» What you will do: Select every line in the listing below that contains the string "tooth", treating uppercase and lowercase letters as different.

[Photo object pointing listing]
◇ ◇ ◇ ◇ ◇

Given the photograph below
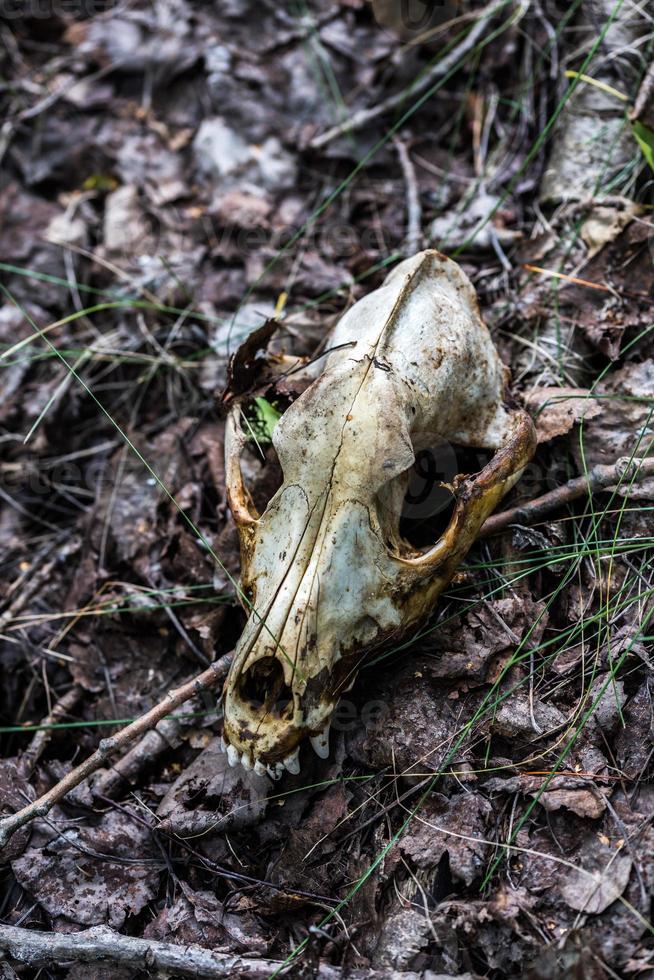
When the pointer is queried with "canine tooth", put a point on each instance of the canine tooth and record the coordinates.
(320, 744)
(292, 762)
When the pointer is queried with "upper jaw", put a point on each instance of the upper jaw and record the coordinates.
(259, 746)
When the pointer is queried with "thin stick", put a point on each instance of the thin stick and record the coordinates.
(205, 681)
(440, 68)
(413, 239)
(101, 944)
(599, 478)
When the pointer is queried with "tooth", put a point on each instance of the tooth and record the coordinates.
(320, 744)
(292, 762)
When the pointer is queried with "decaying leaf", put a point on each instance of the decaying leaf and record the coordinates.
(91, 876)
(556, 410)
(600, 880)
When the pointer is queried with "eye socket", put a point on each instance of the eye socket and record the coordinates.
(264, 689)
(416, 507)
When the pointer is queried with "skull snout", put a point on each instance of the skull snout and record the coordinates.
(267, 717)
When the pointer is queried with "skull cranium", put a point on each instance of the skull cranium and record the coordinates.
(328, 573)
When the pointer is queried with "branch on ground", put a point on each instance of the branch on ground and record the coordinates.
(205, 681)
(624, 472)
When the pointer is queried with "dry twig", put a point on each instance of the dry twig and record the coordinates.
(437, 70)
(599, 478)
(413, 239)
(102, 944)
(205, 681)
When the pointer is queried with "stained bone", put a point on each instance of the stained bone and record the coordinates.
(329, 573)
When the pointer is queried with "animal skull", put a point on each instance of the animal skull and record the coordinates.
(325, 568)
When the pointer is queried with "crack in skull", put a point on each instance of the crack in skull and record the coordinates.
(329, 573)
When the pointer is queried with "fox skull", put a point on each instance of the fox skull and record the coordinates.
(325, 568)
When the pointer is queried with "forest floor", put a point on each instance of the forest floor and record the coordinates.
(175, 174)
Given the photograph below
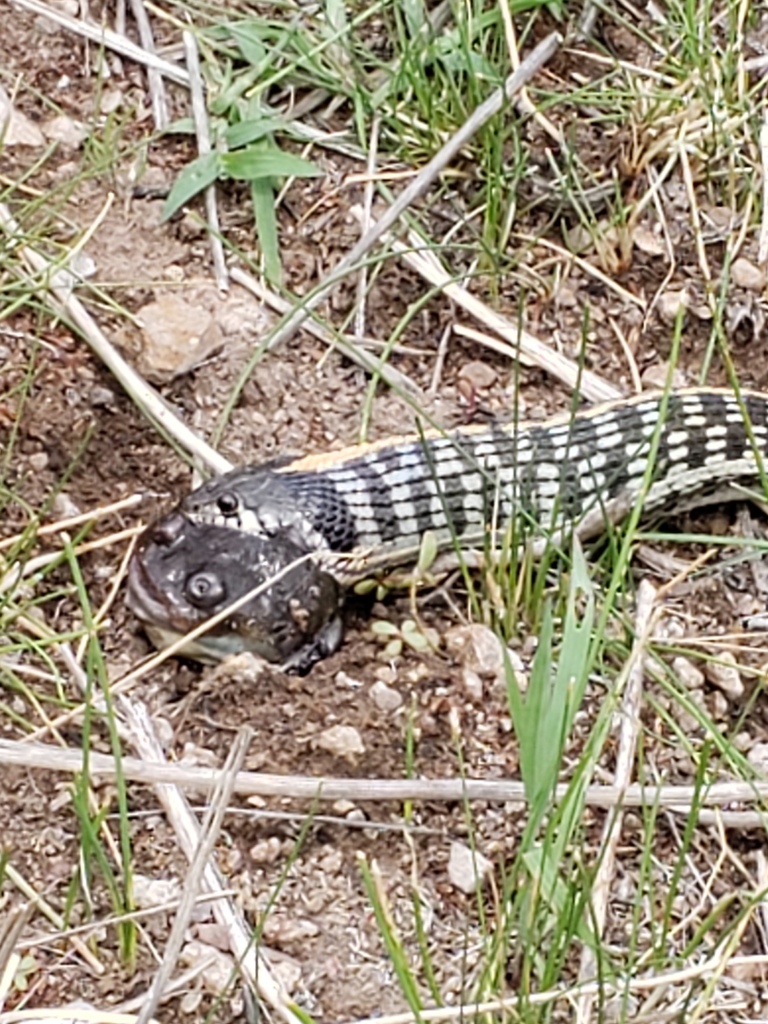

◇ ◇ ◇ ◇ ◇

» Result below:
When the pointer is queried with "canine tooth", put a point on each instance of the canine tooth and record the coordinates.
When the pointer is queried with "tooth", put a point on each instance of the tooth and record the coordinates.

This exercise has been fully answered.